(Beginning of Reading passage)

Vaccination against influenza during pregnancy protects pregnant women directly and indirectly protects their infants. Although trivalent inactivated influenza vaccines (IIV3) are safe and effective during pregnancy, quadrivalent inactivated influenza vaccines (IIV4) have not been studied in pregnant women or their infants. The study presents the findings of a randomized phase IV study in pregnant women to compare the immunogenicity and safety of IIV4 vs. IIV3. At weeks 20 to 32 of gestation, participants aged 18 years were randomly assigned in a 2:1 ratio to receive a single dose of IIV4 or IIV3. Hemagglutination inhibition (HAI) antibody titers increased in both groups by similar magnitudes between baseline and 21 days after vaccination for the two influenza A strains and a single B strain shared by IIV4 and IIV3. HAI titers were higher in IIV4 recipients than in IIV3 recipients for the additional B strain. HAI antibody titers for all strains were 1.5 1.9-fold higher in umbilical cord blood than in maternal blood at delivery in both groups, confirming active transplacental antibody transfer.

(End of Reading passage)

▸ **Directions**
1. In the influenza vaccine study, at what stage of pregnancy did participants receive their dose?
2. In one to three sentences, explain what the influenza vaccine study concludes from comparing antibody titers in umbilical cord blood and maternal blood, and why.
3. Extend the influenza vaccine study text past its final sentence.
The material that comes next is separate from the influenza vaccine study.

(Beginning of Data listing)

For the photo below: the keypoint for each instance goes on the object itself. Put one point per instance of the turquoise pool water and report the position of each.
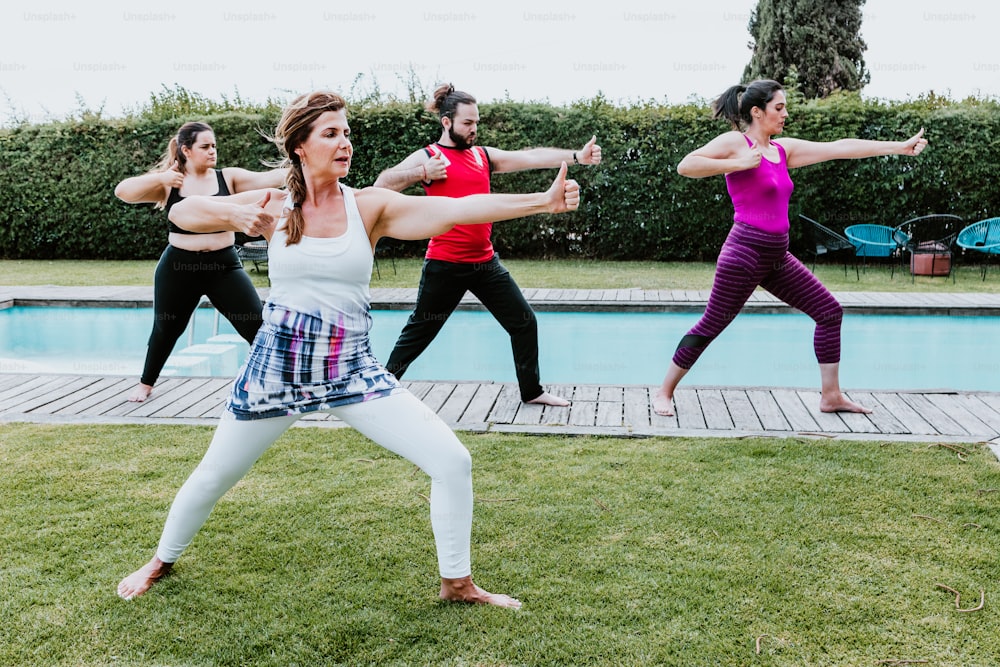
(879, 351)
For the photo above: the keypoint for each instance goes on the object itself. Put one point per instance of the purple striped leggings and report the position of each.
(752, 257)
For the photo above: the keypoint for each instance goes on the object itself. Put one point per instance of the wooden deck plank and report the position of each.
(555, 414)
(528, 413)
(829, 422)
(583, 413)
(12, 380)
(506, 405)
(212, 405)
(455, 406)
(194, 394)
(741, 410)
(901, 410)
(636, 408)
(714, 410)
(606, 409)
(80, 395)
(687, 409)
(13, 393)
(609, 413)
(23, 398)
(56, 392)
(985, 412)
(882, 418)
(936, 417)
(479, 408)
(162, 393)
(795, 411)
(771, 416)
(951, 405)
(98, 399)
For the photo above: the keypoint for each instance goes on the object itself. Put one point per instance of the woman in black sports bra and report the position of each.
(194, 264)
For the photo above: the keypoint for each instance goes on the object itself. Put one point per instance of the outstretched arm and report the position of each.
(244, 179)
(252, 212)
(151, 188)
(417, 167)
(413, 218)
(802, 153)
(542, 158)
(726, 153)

(End of Data listing)
(Beginning of Data listing)

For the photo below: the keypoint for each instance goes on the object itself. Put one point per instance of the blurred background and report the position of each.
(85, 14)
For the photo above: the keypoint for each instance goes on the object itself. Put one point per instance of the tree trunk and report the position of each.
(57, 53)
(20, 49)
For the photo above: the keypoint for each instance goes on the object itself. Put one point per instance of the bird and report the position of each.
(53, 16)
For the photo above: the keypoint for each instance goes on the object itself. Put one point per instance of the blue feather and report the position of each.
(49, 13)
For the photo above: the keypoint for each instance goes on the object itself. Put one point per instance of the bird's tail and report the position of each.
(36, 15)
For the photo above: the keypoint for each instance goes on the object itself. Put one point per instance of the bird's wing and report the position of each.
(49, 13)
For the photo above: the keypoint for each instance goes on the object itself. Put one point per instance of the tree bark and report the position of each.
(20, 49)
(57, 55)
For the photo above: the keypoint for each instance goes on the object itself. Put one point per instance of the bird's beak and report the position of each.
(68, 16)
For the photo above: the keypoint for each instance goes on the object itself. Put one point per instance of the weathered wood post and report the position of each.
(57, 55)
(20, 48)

(End of Data listing)

▸ **Answers to the exercise**
1. Weeks 20 to 32 of gestation.

2. HAI antibody titers for all strains were higher in umbilical cord blood than in maternal blood at delivery in both the IIV4 and IIV3 groups. The study takes this as confirmation of active transplacental antibody transfer.

3.
In both groups, the rates of solicited and unsolicited vaccine-related adverse events in mothers were comparable. All participants had live births, and there were no vaccine-related adverse events in newborns. These findings imply that IIV4 is as safe and immunogenic in pregnant women as IIV3, and that maternal immunization with IIV4 should protect newborns against influenza via passively acquired antibodies.